Annotation data for object locations

*-*-*

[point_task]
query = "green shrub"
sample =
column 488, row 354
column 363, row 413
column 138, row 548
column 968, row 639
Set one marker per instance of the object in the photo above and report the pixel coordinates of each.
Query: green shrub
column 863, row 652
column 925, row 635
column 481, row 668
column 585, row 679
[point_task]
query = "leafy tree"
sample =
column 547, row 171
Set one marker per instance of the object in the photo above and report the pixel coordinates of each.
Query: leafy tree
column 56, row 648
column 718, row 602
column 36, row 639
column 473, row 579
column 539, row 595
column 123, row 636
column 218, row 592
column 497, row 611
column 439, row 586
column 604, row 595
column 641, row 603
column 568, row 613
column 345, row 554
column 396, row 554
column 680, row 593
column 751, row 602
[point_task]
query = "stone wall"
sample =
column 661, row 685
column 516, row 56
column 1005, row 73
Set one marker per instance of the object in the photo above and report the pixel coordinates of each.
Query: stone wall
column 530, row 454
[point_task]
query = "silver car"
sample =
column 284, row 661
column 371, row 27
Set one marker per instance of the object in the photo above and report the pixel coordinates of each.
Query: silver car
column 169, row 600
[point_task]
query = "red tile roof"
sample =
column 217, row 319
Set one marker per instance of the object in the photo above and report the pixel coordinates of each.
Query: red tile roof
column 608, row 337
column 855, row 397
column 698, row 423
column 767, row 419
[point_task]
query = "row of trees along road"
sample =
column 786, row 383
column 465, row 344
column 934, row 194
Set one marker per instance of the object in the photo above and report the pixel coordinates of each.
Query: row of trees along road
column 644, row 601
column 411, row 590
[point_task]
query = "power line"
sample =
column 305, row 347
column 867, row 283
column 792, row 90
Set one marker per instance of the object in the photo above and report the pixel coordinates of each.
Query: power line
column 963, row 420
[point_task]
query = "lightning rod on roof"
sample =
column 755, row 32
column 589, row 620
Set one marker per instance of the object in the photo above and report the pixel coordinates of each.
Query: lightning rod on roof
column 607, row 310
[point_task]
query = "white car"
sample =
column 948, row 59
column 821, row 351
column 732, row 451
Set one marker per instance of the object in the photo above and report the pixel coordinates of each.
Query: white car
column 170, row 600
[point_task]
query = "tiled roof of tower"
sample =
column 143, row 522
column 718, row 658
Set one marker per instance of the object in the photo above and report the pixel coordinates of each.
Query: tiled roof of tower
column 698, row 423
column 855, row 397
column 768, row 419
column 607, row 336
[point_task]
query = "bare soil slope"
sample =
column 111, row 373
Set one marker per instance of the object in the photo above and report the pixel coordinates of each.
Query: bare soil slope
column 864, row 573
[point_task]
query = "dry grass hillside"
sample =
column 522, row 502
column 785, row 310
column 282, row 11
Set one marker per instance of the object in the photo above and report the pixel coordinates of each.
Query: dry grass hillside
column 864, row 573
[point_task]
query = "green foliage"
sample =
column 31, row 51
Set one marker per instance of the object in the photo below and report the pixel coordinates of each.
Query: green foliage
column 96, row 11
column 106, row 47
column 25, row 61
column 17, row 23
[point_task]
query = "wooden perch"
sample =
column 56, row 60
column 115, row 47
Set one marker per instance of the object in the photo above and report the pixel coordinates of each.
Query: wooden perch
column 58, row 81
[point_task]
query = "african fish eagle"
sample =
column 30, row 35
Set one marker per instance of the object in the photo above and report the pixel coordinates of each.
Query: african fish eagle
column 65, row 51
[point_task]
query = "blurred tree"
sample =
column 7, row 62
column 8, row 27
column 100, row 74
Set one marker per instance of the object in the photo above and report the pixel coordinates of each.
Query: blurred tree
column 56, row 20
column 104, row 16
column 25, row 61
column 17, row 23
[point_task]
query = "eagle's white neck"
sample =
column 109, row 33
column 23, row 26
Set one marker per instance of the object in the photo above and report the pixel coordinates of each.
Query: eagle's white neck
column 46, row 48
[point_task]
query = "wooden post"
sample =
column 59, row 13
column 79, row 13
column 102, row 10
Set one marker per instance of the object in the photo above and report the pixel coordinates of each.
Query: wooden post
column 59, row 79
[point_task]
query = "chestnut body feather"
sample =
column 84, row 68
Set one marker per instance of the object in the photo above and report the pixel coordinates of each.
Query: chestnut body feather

*-*-*

WHAT YOU WILL DO: Number every line of the records above as a list, skipping any blank lines.

WRITTEN ANSWER:
1. [point_task]
2. query = "green shrub"
3. sample =
4. column 488, row 354
5. column 363, row 413
6. column 138, row 548
7. column 968, row 639
8. Set one marker per instance of the object in the photo above and report the pixel coordinates of each.
9. Query: green shrub
10. column 863, row 652
11. column 925, row 635
12. column 481, row 668
13. column 585, row 679
14. [point_task]
15. query = "leafy tree"
16. sample =
17. column 547, row 171
18. Set one marker per instance of the object in the photo above and report the pixel coordinates of each.
19. Query: leafy tree
20. column 56, row 648
21. column 718, row 602
22. column 36, row 639
23. column 473, row 579
24. column 539, row 595
25. column 123, row 636
26. column 218, row 592
27. column 497, row 611
28. column 439, row 586
29. column 604, row 595
30. column 641, row 603
31. column 568, row 613
32. column 345, row 554
33. column 396, row 554
34. column 680, row 593
35. column 751, row 602
36. [point_task]
37. query = "stone wall"
38. sample =
39. column 661, row 685
40. column 516, row 56
41. column 1005, row 73
42. Set one marker per instance of the object in the photo above and report the pixel coordinates of each.
43. Query: stone wall
44. column 530, row 454
45. [point_task]
46. query = "silver car"
47. sample =
48. column 284, row 661
49. column 371, row 27
50. Set one marker per instance of the object in the photo above and report the pixel coordinates of each.
51. Query: silver car
52. column 169, row 600
53. [point_task]
54. query = "red tile roof"
55. sample =
56. column 217, row 319
57. Set one marker per instance of the object in the photo above and report the pixel coordinates of each.
58. Query: red tile roof
59. column 608, row 337
60. column 855, row 397
61. column 698, row 423
62. column 767, row 419
63. [point_task]
64. query = "row of trees along road"
65. sample =
66. column 786, row 383
67. column 465, row 344
68. column 934, row 194
69. Set one marker per instance of the object in the photo above and report the pixel coordinates of each.
70. Query: row of trees along road
71. column 644, row 601
72. column 411, row 590
73. [point_task]
74. query = "power line"
75. sample =
76. column 305, row 347
77. column 867, row 283
78. column 792, row 90
79. Set one marker per instance of the object in the photo above and report the pixel coordinates of each.
80. Query: power line
81. column 963, row 420
82. [point_task]
83. query = "lightning rod on roof"
84. sample =
85. column 755, row 32
86. column 589, row 620
87. Set one marker per instance of the object in the photo above and report the pixel coordinates of each.
88. Query: lightning rod on roof
89. column 607, row 310
90. [point_task]
91. query = "white car"
92. sample =
93. column 948, row 59
94. column 821, row 351
95. column 732, row 451
96. Set one marker per instance of the object in the photo above and report the pixel coordinates of each.
97. Query: white car
98. column 170, row 600
99. [point_task]
100. query = "tiled roof of tower"
101. sample =
102. column 143, row 522
103. column 718, row 658
104. Set one marker per instance of the object in the photo above and report the pixel coordinates of each.
105. Query: tiled roof of tower
106. column 698, row 423
107. column 855, row 397
108. column 768, row 419
109. column 607, row 336
110. [point_task]
111. query = "bare soil slope"
112. sample =
113. column 111, row 373
114. Set one marker per instance of the object in the photo above and report the pixel coordinates of each.
115. Query: bare soil slope
116. column 864, row 573
117. [point_task]
118. query = "dry grass hillside"
119. sample =
120. column 522, row 502
121. column 785, row 310
122. column 282, row 11
123. Set one marker per instance of the object in the photo above and report the pixel coordinates of each.
124. Query: dry grass hillside
125. column 864, row 573
126. [point_task]
127. query = "green foliage"
128. sample =
129. column 31, row 51
130. Set one marker per instance of the object in the photo below and report the pixel coordinates of each.
131. Query: green foliage
132. column 96, row 11
133. column 106, row 47
134. column 25, row 61
135. column 17, row 23
136. [point_task]
137. query = "wooden perch"
138. sample =
139. column 56, row 60
140. column 115, row 47
141. Set one marker per instance of the object in the photo above and report the pixel coordinates of each.
142. Query: wooden perch
143. column 58, row 81
144. [point_task]
145. query = "african fish eagle"
146. sample =
147. column 30, row 35
148. Set one marker per instance of the object in the photo above and report the pixel coordinates of each.
149. Query: african fish eagle
150. column 65, row 51
151. [point_task]
152. query = "blurred tree"
153. sample =
154. column 7, row 62
155. column 8, row 27
156. column 100, row 74
157. Set one marker per instance of the object in the photo above and report the pixel coordinates of each.
158. Query: blurred tree
159. column 56, row 20
160. column 104, row 16
161. column 25, row 61
162. column 17, row 23
163. [point_task]
164. query = "eagle's white neck"
165. sample =
166. column 109, row 33
167. column 23, row 26
168. Set one marker per instance of the object in the photo above and report the pixel coordinates of each.
169. Query: eagle's white neck
170. column 46, row 48
171. [point_task]
172. query = "wooden post"
173. sample =
174. column 59, row 13
175. column 79, row 13
176. column 102, row 10
177. Set one marker per instance of the object in the photo above and report the pixel coordinates of each.
178. Query: wooden post
179. column 59, row 79
180. [point_task]
181. query = "chestnut body feather"
182. sample =
183. column 84, row 68
184. Set one marker per instance of the object in the photo above and report the pixel coordinates of each.
185. Query: chestnut body feather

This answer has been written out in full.